• _Problem requirements_: Reproduce verbatim the lines of the listing below, starting at the line containing "Scouting pass: put a marker on the green bush, one" and ending at the line containing "211), (789, 275)]", with both of those lines included.

Point-based annotation data
● ● ● ● ●
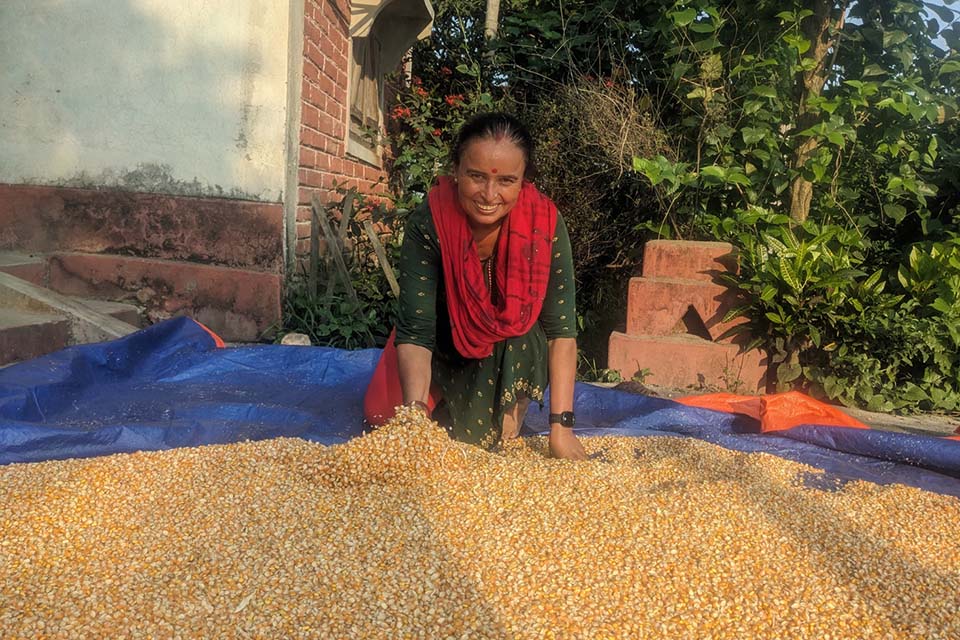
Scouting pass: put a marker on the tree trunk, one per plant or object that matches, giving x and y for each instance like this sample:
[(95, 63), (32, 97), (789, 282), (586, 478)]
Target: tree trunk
[(810, 83)]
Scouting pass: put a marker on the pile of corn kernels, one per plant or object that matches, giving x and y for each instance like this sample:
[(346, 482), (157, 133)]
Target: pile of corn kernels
[(404, 533)]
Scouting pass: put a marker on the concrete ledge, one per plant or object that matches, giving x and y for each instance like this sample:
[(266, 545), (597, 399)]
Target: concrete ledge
[(682, 361), (224, 231), (687, 259), (239, 305), (26, 335), (665, 306), (86, 324), (33, 269)]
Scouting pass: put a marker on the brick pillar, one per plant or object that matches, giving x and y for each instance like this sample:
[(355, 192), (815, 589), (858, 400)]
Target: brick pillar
[(675, 322)]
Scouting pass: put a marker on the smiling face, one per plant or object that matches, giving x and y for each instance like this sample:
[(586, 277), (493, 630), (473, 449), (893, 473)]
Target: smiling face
[(489, 178)]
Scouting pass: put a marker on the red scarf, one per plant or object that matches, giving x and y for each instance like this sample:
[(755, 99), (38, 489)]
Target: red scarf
[(522, 269)]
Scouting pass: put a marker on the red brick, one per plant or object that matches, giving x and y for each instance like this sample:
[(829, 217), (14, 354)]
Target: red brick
[(238, 304), (325, 85), (27, 335), (310, 70), (310, 178), (325, 123), (308, 157), (662, 306), (311, 31), (311, 116), (329, 181), (29, 269), (686, 259), (687, 361), (210, 230), (323, 161)]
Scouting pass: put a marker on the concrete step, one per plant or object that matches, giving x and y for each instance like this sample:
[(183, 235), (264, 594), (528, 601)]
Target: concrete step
[(237, 304), (28, 334), (122, 311), (682, 361), (666, 306), (36, 317), (687, 259), (29, 267)]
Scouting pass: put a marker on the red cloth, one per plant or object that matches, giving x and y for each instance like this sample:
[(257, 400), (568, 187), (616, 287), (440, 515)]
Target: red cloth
[(522, 269), (384, 394)]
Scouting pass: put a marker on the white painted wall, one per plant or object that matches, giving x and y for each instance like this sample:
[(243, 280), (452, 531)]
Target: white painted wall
[(169, 96)]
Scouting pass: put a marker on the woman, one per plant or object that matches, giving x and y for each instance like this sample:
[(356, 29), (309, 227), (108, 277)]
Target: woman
[(487, 298)]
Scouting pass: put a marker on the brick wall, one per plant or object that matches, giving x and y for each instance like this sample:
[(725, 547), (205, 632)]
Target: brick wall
[(323, 157)]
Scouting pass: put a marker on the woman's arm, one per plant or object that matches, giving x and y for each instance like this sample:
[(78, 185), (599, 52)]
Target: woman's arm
[(562, 354), (413, 362), (417, 319)]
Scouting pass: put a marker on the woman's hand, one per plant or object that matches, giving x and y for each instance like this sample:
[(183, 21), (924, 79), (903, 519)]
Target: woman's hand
[(565, 445)]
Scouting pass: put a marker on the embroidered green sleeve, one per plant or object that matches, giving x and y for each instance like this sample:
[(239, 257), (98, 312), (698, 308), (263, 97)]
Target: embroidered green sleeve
[(420, 272), (559, 315)]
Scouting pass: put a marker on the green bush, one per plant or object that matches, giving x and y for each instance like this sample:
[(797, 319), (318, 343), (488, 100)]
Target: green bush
[(335, 320)]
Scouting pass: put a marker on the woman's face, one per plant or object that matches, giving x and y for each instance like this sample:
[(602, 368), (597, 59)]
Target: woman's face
[(489, 178)]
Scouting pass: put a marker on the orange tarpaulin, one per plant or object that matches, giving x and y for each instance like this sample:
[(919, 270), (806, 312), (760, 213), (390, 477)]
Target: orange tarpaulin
[(776, 412)]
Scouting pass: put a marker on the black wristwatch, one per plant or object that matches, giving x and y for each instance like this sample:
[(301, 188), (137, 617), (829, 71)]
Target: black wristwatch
[(565, 419)]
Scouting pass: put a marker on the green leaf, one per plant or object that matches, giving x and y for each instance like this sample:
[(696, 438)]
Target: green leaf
[(942, 12), (950, 66), (764, 91), (893, 38), (714, 173), (788, 372), (815, 336), (703, 27), (753, 135), (683, 18), (895, 211), (789, 275)]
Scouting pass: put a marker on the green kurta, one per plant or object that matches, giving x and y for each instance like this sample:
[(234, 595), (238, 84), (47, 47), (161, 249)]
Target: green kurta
[(478, 392)]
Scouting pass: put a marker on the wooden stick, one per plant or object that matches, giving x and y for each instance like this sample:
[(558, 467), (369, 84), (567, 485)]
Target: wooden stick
[(382, 258), (314, 274), (334, 248)]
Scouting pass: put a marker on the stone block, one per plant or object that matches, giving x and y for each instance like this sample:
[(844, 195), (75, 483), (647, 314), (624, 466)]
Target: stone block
[(685, 361), (687, 259), (223, 231), (25, 335), (665, 306), (26, 267), (239, 305)]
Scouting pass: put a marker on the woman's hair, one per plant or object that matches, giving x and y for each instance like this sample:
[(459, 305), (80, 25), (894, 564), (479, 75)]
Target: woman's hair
[(495, 126)]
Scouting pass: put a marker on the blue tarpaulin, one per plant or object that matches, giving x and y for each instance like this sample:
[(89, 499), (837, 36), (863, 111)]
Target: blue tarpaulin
[(172, 385)]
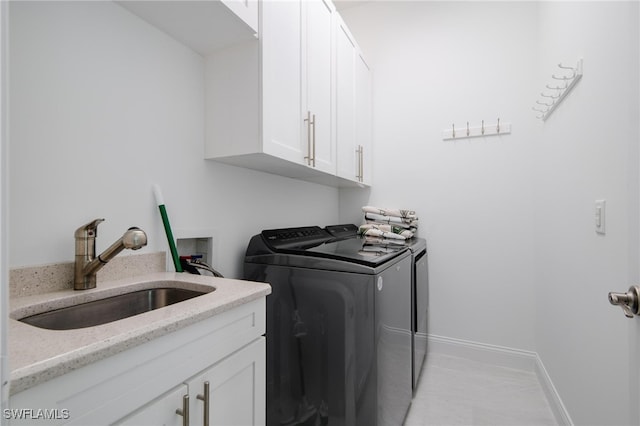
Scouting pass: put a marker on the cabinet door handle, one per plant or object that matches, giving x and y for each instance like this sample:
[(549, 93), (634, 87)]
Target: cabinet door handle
[(184, 411), (359, 152), (308, 121), (313, 123), (205, 398)]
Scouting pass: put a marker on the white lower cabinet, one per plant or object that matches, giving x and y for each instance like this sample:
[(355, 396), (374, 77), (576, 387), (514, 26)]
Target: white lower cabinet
[(146, 384), (162, 411), (230, 393)]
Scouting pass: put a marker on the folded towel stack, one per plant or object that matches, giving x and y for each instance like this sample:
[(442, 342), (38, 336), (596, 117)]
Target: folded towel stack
[(386, 230)]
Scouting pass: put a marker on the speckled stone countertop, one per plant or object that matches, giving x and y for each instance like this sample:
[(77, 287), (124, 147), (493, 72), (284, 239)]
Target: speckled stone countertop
[(37, 355)]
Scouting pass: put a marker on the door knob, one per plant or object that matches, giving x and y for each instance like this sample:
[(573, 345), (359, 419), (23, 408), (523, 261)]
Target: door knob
[(629, 301)]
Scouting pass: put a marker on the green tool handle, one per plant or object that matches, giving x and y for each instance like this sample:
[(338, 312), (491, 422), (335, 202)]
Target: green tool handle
[(170, 240)]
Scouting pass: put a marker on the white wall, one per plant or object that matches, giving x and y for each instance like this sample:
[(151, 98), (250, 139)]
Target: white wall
[(103, 106), (514, 257), (434, 64), (588, 150), (4, 195)]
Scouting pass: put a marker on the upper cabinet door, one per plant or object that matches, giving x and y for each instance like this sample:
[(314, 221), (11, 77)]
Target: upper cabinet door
[(281, 80), (345, 125), (364, 119), (317, 74)]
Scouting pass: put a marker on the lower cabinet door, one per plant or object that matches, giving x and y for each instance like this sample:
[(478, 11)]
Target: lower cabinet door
[(162, 411), (232, 392)]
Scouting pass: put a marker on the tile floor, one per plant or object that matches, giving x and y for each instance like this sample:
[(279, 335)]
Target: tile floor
[(457, 391)]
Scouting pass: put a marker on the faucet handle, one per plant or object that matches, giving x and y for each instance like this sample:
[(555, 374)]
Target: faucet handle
[(89, 229)]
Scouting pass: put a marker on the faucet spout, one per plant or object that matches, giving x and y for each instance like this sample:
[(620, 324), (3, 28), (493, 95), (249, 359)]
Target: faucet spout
[(87, 264)]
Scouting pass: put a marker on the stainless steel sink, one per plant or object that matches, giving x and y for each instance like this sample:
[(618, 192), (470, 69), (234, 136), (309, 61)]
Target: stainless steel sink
[(110, 309)]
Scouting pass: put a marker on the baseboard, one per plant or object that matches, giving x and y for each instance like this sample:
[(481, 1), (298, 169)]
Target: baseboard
[(555, 402), (504, 357)]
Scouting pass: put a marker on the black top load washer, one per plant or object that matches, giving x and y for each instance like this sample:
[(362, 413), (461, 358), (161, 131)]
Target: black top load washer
[(338, 327)]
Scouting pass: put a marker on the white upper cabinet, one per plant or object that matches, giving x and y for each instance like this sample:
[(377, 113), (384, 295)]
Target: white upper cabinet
[(345, 124), (270, 103), (281, 50), (364, 120), (317, 83), (352, 109)]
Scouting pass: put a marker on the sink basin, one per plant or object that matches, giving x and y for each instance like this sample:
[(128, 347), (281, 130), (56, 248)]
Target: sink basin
[(110, 309)]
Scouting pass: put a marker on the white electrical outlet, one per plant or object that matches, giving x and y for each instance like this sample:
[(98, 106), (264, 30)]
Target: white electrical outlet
[(600, 216)]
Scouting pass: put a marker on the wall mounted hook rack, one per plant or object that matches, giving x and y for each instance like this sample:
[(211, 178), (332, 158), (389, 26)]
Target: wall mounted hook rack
[(558, 92), (463, 132)]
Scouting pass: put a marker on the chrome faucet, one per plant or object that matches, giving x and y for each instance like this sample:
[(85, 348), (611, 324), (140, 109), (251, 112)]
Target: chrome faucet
[(87, 264)]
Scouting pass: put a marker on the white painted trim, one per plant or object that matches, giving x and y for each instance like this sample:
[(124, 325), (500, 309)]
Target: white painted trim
[(502, 356), (489, 354), (553, 397)]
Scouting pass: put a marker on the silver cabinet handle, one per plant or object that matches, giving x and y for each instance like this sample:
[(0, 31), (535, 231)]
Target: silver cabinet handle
[(184, 411), (206, 399), (629, 301), (360, 174), (313, 123), (361, 163), (308, 121)]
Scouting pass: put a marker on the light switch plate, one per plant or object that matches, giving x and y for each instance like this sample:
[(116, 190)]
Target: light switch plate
[(600, 206)]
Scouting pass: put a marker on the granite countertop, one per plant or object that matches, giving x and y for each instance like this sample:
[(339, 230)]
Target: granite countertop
[(37, 355)]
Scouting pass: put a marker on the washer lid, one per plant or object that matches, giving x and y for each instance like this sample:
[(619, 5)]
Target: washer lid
[(357, 250)]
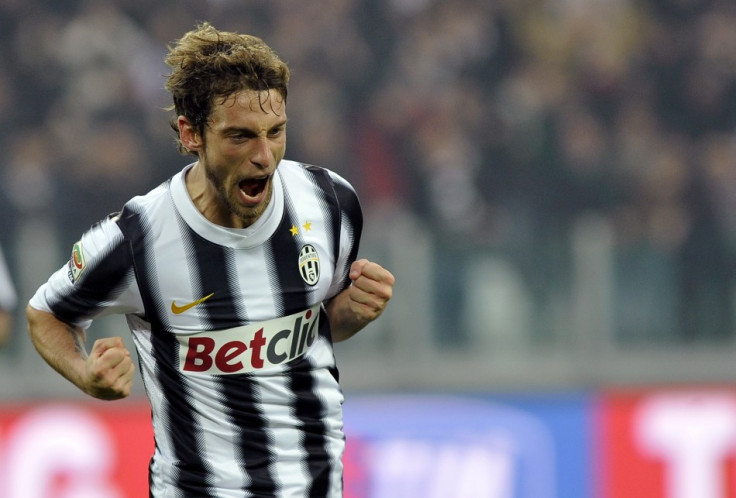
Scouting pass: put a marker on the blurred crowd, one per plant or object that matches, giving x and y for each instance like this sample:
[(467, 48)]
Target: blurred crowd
[(496, 124)]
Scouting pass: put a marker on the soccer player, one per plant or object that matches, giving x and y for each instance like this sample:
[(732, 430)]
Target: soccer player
[(236, 276)]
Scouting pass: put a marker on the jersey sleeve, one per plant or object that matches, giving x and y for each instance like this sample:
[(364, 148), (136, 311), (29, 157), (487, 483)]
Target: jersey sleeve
[(98, 279), (351, 229)]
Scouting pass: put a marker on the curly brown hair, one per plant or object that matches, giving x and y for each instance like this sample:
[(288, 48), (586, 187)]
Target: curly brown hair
[(207, 64)]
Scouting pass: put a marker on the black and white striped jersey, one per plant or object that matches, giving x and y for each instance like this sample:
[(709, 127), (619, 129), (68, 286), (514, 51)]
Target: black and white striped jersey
[(232, 337)]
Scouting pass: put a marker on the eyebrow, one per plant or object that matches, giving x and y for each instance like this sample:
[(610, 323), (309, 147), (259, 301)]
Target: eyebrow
[(242, 129)]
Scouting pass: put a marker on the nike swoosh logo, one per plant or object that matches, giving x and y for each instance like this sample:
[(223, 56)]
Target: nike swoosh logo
[(181, 309)]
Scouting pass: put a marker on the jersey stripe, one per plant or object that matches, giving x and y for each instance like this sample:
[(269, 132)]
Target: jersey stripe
[(213, 275), (191, 472), (306, 405)]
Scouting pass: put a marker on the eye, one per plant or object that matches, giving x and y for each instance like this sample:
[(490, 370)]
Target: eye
[(275, 132)]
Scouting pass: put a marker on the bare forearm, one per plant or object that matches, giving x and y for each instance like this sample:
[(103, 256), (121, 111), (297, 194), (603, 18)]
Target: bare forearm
[(362, 302), (344, 323), (61, 345)]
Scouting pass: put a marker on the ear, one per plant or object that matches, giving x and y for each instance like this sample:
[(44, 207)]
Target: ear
[(189, 137)]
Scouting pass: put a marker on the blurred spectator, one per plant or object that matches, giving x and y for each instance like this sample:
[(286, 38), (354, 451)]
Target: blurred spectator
[(8, 301)]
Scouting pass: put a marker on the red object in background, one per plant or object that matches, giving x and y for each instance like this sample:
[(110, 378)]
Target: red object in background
[(666, 444), (75, 449)]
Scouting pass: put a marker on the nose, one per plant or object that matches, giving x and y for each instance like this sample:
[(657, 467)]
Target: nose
[(262, 155)]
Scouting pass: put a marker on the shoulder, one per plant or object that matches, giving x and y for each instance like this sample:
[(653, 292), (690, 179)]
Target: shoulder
[(327, 180), (143, 210)]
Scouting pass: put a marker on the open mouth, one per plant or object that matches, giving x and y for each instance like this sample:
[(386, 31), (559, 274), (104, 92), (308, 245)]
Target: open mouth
[(253, 187)]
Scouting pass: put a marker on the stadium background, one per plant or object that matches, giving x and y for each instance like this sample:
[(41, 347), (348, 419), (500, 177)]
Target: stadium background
[(553, 182)]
● ● ● ● ●
• _Solution to this task_:
Scouting pass: put a marker on the green bush, one per plant or object that matches, giving x and y for each instance like this sample:
[(797, 319), (318, 343), (488, 100)]
Target: green bush
[(335, 320)]
Scouting pass: put a marker on the woman's face, one per plant or object that matches, giving x and y for each instance like this sample:
[(602, 368), (597, 59)]
Target: woman's face
[(489, 178)]
Scouting pass: put a marker on the orange tarpaulin, one per plant or object that matches, giving x and y for each instance like this sample:
[(919, 270), (806, 312), (760, 213), (390, 477)]
Target: orange tarpaulin
[(776, 412)]
Scouting pass: put a marker on the black wristwatch, one per plant or object that matches, giving x and y for each instance like this sample:
[(301, 188), (137, 617), (829, 71)]
Target: black wristwatch
[(565, 419)]
Scouting pass: put a marker on the green leaf, one per plant or object that matches, giving x and y for each instance like this sample:
[(696, 438)]
Target: green leaf
[(942, 12), (950, 66), (764, 91), (893, 38), (714, 173), (788, 372), (815, 336), (703, 27), (753, 135), (683, 18), (895, 211), (789, 275)]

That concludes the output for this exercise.